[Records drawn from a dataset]

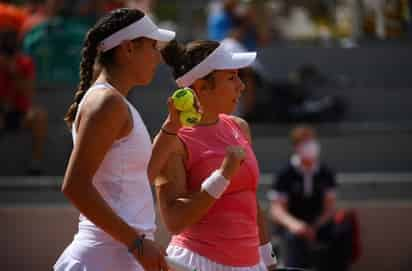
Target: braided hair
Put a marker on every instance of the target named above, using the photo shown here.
(182, 58)
(107, 25)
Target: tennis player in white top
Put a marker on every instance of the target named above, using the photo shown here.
(106, 177)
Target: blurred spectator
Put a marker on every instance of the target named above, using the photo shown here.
(11, 16)
(222, 19)
(303, 204)
(40, 12)
(17, 76)
(227, 15)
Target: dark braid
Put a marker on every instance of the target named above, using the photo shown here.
(106, 26)
(183, 58)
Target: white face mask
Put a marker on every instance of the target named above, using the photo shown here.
(309, 150)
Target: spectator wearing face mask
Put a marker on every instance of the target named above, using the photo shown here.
(303, 200)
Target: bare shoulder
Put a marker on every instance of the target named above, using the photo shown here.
(105, 104)
(244, 126)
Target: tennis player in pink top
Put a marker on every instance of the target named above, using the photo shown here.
(206, 176)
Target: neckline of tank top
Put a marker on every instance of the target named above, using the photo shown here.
(208, 124)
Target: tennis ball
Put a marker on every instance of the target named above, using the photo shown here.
(190, 118)
(183, 99)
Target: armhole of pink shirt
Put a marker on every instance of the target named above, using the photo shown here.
(187, 161)
(232, 122)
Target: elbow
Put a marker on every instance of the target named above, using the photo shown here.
(174, 228)
(71, 189)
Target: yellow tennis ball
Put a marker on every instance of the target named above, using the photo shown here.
(183, 99)
(190, 118)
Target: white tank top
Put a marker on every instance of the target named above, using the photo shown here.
(122, 179)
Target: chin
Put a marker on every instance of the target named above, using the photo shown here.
(144, 81)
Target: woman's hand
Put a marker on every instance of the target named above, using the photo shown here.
(233, 159)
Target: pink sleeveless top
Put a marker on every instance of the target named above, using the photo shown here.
(228, 233)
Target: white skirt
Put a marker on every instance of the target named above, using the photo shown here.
(195, 261)
(80, 257)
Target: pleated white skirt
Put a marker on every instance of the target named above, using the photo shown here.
(105, 257)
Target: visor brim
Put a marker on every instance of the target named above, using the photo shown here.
(161, 35)
(236, 61)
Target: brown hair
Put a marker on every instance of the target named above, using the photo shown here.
(182, 58)
(301, 133)
(107, 25)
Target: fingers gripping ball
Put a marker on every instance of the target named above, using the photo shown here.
(183, 99)
(189, 118)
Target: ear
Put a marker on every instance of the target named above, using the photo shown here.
(126, 47)
(201, 85)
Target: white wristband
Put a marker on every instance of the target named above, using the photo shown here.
(215, 184)
(266, 254)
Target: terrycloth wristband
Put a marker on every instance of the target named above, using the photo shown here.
(266, 254)
(215, 184)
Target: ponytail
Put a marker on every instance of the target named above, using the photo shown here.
(89, 54)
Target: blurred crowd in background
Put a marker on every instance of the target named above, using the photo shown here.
(40, 48)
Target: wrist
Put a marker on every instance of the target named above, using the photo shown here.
(171, 127)
(266, 254)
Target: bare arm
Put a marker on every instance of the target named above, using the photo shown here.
(265, 248)
(100, 124)
(164, 144)
(178, 209)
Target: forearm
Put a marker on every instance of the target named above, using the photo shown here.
(91, 204)
(325, 217)
(163, 146)
(264, 235)
(183, 212)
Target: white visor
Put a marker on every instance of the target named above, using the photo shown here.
(141, 28)
(220, 59)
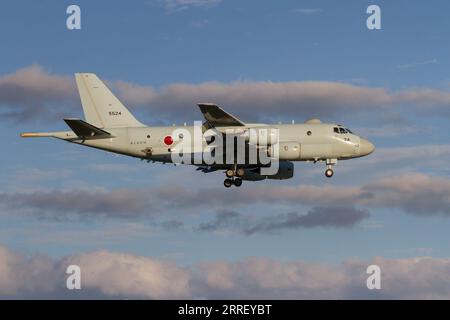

_Problem description:_ The result should be every line that contains "tank", copied from the entries.

_Exercise output:_
Target: neckline of tank top
Target: white tank top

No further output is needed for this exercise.